**CHALLENGE**
Extract exactly the range of lines bounded by the line containing "Where can the wall-mounted" and the final line of the listing, both ends included, and no other lines.

(Excerpts of pointing data)
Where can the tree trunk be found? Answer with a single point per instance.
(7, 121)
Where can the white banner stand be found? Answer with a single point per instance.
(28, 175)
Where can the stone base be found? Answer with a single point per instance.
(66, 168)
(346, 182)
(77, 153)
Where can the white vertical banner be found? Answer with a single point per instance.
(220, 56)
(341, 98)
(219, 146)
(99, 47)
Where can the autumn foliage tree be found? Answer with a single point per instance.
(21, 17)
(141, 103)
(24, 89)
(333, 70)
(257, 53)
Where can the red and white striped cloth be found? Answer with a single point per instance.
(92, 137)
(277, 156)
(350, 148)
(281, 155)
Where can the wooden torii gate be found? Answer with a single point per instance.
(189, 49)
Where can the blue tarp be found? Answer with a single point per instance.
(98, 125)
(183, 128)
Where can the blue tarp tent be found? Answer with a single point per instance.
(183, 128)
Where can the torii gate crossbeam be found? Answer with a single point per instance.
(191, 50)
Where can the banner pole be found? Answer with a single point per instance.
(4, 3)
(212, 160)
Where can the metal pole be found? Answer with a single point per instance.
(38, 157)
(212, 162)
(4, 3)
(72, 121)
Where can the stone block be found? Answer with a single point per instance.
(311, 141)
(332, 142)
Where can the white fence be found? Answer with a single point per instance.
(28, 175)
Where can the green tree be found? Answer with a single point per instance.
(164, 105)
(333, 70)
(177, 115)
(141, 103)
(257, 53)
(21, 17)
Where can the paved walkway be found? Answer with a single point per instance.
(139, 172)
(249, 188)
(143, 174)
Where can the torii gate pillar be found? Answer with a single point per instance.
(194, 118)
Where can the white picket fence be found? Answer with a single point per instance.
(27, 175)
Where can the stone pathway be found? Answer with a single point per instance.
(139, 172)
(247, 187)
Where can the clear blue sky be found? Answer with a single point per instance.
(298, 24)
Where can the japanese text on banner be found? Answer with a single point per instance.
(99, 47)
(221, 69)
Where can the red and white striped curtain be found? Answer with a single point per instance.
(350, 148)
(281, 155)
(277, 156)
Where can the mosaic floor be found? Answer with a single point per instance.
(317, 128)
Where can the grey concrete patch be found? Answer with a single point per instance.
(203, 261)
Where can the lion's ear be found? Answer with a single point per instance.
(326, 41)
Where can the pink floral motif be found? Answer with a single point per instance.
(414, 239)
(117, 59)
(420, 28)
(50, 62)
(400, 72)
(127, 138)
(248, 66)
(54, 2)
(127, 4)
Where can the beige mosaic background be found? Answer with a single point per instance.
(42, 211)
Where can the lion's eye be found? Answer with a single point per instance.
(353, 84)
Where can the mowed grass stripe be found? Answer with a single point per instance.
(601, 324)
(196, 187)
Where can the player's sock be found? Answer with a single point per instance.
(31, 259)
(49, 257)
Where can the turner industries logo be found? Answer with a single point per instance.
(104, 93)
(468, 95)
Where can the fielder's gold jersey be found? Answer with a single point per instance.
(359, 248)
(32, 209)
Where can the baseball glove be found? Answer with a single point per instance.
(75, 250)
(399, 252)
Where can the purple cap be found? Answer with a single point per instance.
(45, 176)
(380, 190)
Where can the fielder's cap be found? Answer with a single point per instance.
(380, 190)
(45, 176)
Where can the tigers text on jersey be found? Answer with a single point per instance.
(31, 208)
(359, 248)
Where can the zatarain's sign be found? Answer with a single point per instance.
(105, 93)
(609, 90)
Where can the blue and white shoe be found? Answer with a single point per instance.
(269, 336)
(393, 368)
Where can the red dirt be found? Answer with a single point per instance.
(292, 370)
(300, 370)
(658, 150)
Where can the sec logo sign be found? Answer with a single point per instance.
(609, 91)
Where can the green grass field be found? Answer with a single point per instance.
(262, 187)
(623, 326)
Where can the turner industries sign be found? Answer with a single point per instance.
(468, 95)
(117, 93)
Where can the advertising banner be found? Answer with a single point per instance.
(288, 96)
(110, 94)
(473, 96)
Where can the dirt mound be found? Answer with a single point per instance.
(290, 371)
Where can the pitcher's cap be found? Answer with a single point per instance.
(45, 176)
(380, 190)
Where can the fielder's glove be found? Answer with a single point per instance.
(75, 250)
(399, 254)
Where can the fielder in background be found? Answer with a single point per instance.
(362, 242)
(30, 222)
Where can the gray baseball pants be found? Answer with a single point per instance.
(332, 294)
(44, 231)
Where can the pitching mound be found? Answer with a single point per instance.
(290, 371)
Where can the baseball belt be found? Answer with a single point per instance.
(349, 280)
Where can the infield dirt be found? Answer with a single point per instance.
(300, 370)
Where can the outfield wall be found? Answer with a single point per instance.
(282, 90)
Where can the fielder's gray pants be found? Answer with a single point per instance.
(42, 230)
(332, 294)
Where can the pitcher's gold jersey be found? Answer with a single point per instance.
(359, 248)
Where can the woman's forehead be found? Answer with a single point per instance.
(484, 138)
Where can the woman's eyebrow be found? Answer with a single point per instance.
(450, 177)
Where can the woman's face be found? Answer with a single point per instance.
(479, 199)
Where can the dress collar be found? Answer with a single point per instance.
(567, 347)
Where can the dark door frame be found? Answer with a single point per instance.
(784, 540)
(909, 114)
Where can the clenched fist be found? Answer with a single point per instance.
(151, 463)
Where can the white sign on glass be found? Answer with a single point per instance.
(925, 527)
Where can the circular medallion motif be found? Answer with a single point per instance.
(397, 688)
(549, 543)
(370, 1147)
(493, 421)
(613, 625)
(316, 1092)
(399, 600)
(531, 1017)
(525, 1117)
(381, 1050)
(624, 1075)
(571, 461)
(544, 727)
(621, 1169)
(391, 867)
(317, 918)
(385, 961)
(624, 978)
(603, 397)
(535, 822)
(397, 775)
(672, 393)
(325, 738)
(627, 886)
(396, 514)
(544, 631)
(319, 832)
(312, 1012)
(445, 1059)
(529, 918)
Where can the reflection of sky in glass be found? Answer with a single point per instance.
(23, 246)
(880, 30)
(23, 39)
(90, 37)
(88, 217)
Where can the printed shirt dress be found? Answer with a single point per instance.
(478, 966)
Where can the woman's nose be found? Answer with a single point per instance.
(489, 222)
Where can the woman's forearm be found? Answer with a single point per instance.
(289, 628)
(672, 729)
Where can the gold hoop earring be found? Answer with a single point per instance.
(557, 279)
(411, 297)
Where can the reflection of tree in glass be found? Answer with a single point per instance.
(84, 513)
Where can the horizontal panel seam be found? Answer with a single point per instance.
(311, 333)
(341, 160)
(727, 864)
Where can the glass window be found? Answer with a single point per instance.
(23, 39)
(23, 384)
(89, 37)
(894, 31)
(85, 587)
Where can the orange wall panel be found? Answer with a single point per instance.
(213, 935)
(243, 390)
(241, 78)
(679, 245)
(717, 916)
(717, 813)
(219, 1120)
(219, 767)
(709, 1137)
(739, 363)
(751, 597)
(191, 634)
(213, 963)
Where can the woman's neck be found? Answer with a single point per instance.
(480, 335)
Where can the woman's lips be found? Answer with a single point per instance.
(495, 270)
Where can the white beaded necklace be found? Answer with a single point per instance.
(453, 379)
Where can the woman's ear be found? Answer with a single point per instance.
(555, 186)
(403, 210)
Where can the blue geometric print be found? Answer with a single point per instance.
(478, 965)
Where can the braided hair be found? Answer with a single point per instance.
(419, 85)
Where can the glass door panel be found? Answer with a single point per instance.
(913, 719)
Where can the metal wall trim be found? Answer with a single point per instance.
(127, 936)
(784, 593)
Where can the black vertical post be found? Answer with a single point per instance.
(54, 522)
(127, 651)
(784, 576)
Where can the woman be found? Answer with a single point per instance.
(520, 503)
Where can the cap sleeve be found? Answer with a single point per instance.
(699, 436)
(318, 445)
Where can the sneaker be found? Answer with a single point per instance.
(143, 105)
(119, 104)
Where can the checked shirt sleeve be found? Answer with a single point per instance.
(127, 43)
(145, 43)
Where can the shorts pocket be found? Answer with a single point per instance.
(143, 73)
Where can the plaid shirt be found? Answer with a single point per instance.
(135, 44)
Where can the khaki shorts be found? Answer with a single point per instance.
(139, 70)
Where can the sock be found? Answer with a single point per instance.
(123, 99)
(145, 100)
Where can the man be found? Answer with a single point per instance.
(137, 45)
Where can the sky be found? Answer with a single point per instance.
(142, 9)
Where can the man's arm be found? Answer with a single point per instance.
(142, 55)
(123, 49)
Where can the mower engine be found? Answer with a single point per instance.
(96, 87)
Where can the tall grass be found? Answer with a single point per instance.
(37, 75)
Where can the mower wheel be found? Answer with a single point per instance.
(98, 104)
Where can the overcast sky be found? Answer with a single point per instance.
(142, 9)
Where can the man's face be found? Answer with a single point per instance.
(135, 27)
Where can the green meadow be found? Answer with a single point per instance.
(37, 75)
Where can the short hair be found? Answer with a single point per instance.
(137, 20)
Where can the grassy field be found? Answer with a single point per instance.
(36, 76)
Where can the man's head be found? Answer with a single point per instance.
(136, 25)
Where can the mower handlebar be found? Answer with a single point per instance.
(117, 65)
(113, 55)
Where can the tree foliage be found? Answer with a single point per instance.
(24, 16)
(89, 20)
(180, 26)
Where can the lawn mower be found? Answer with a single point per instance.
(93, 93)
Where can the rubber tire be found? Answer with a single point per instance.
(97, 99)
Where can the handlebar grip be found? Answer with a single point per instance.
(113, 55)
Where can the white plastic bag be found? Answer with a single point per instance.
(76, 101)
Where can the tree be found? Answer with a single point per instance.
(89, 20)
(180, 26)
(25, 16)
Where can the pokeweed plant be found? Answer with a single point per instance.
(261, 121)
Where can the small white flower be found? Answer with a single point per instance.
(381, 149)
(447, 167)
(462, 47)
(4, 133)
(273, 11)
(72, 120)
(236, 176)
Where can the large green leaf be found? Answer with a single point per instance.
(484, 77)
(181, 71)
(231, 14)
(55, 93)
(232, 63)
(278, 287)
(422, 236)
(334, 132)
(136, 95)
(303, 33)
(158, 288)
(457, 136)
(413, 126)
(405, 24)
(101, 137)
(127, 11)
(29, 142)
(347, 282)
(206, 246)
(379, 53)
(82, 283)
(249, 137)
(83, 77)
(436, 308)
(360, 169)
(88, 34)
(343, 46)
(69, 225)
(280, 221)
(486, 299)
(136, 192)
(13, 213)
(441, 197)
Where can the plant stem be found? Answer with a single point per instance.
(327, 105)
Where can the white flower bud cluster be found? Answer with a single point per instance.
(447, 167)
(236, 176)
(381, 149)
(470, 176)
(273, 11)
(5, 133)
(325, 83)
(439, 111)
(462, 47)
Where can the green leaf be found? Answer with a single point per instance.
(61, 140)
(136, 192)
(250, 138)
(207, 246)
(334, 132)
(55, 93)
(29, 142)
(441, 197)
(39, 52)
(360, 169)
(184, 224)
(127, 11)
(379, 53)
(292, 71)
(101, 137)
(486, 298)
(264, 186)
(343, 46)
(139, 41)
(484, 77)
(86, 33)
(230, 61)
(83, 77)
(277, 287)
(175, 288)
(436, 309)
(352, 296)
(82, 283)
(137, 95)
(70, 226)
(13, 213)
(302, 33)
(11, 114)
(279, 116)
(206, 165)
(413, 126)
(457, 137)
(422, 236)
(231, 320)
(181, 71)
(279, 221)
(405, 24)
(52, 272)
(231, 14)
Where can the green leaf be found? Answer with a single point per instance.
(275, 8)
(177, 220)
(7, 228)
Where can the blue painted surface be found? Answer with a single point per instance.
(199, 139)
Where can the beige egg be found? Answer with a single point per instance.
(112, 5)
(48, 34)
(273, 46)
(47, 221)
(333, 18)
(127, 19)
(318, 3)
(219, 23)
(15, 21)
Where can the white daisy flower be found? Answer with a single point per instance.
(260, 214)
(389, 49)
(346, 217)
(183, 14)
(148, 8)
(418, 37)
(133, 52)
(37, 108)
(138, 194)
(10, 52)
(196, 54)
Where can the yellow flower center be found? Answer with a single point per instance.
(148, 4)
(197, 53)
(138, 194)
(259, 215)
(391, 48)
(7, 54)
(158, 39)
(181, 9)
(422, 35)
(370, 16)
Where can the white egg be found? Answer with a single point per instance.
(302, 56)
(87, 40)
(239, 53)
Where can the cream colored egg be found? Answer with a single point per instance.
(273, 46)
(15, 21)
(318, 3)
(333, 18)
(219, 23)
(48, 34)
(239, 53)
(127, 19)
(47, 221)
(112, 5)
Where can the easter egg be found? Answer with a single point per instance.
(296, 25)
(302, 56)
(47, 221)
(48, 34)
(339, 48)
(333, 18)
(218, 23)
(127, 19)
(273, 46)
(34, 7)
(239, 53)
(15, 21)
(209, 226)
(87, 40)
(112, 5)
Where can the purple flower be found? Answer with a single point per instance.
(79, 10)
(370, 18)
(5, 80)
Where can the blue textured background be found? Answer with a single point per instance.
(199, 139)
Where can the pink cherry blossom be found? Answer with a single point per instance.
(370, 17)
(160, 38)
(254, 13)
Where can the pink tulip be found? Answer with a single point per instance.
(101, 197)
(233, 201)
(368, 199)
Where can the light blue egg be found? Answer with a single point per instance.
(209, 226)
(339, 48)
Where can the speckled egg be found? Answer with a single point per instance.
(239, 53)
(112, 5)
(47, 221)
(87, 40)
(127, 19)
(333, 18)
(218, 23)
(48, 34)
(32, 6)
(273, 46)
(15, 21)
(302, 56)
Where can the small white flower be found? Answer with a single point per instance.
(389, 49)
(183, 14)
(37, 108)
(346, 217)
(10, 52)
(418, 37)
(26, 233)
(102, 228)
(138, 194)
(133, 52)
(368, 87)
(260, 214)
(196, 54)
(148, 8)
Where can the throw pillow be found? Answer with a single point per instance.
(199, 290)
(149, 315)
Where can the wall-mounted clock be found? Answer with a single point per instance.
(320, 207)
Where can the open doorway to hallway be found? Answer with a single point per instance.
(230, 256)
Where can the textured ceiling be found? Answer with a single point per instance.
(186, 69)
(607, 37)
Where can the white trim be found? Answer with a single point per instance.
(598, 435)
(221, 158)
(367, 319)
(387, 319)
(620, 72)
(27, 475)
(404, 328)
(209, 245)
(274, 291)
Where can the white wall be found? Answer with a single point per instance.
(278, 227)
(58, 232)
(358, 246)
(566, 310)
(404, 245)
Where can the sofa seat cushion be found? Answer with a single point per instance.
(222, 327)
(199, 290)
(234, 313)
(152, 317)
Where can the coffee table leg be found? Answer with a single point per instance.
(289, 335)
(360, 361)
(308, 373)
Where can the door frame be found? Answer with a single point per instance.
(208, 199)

**FINAL RESULT**
Where can the wall-mounted clock be found? Answer with a single point per instance.
(320, 207)
Where can the open doorway to hallway be found? Answer with a single point per instance.
(230, 256)
Where can the textured ceiling be found? Answer with a single point per instance.
(186, 69)
(607, 37)
Where can the white trim be found? Answer with a single point per instance.
(598, 435)
(221, 158)
(367, 319)
(387, 319)
(620, 72)
(27, 475)
(404, 328)
(209, 245)
(274, 291)
Where can the white wall be found? Answer with a single point per instance.
(278, 227)
(58, 232)
(358, 246)
(566, 310)
(404, 245)
Where can the sofa seat cushion be found? Answer with a single point per instance.
(222, 327)
(199, 290)
(234, 313)
(152, 317)
Where can the coffee table leg be found? Answer with a single point per instance.
(289, 335)
(360, 361)
(308, 373)
Where can the door frame be found? Answer with a single point per instance.
(208, 199)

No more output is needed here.